PABLO MENDIETA PAZ
El 21 de marzo
pasado se recordó el nacimiento de Johann Sebastian Bach, ejemplo perfecto del
genio musical. Creador de obras de pujanza y grandeza supremas, cabe, por lo
mismo, proyectar una sucinta apología de quien, a través de su música, fuera en
cierto modo su maestro: Dietrich Buxtehude, un nombre apenas oído en nuestro
medio, aunque vital en la historia de la música.
Buxtehude nació
en 1637 en Helsinborg, región sueca del Sund, y se educó en Helsingor, en la
parte danesa. Fue sucesor y yerno de Franz Tunder (1614-1667), aventajado
alumno de Frescobaldi y pionero en el arte de tratar las voces como
instrumentos de orquesta, práctica que Bach haría posteriormente. A la muerte
de Tunder, Buxtehude ocupó su puesto -que ejercería por espacio de 39 años- como
organista de la iglesia de Santa María de Lübeck, una de las más importantes
plazas de la música alemana de aquella época.
Fue precisamente
en esta iglesia donde Buxtehude creó y organizó los famosos conciertos de
adviento, denominados "Conciertos de la tarde” (Abendmusik), es decir los
primeros conciertos de música religiosa que se ejecutaban durante los cinco
domingos que precedían a la Navidad.
Estas audiciones
gozaron por mucho tiempo de enorme popularidad, al extremo de que Bach recorrió
a pie una distancia de algo más de 400 kilómetros, desde Arnstadt hasta Lübeck,
para acudir al llamado del virtuosismo del maestro Buxtehude.
En aquel
entonces, siglo XVII, la música alemana se desarrollaba bajo dos formas
características: coral, o himno protestante, cuyas melodías cantadas eran
acompañadas por órgano, y el estilo concertante. Como resultado de una
evolución natural de la música, enlazada al desarrollo creativo de los grandes
maestros de la época, ambas formas, coral y concertante, en determinado momento
se asociaron.

****

● **TAREAS**:
a. Conteste brevemente, con base en el documento, las siguientes preguntas:
(i) ¿En qué año y en qué lugar nació Buxtehude?
(ii) ¿Durante cuántos años ejerció Buxtehude como organista de la iglesia de Santa María de Lübeck?
(iii) ¿Qué distancia recorrió Bach a pie para escuchar a Buxtehude, y entre qué ciudades?
b. Resuma el documento en dos oraciones.
Para responder, apóyese exclusivamente en el documento.

● **DATOS RECOPILADOS**:
****

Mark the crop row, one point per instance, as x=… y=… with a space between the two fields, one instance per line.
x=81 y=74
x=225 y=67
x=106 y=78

****

● **RESPUESTAS COMPLETAS**:
a.
(i) En 1637, en Helsinborg, región sueca del Sund.
(ii) Durante 39 años.
(iii) Algo más de 400 kilómetros, desde Arnstadt hasta Lübeck.

b. Dietrich Buxtehude, nacido en 1637 en Helsinborg y en cierto modo maestro de Bach a través de su música, sucedió a Franz Tunder como organista de la iglesia de Santa María de Lübeck, cargo que ejerció durante 39 años. Allí creó los conciertos de adviento llamados Abendmusik, tan populares que Bach recorrió a pie más de 400 kilómetros desde Arnstadt para asistir, en una época en que la música alemana se desarrollaba bajo las formas coral y concertante, que en determinado momento se asociaron.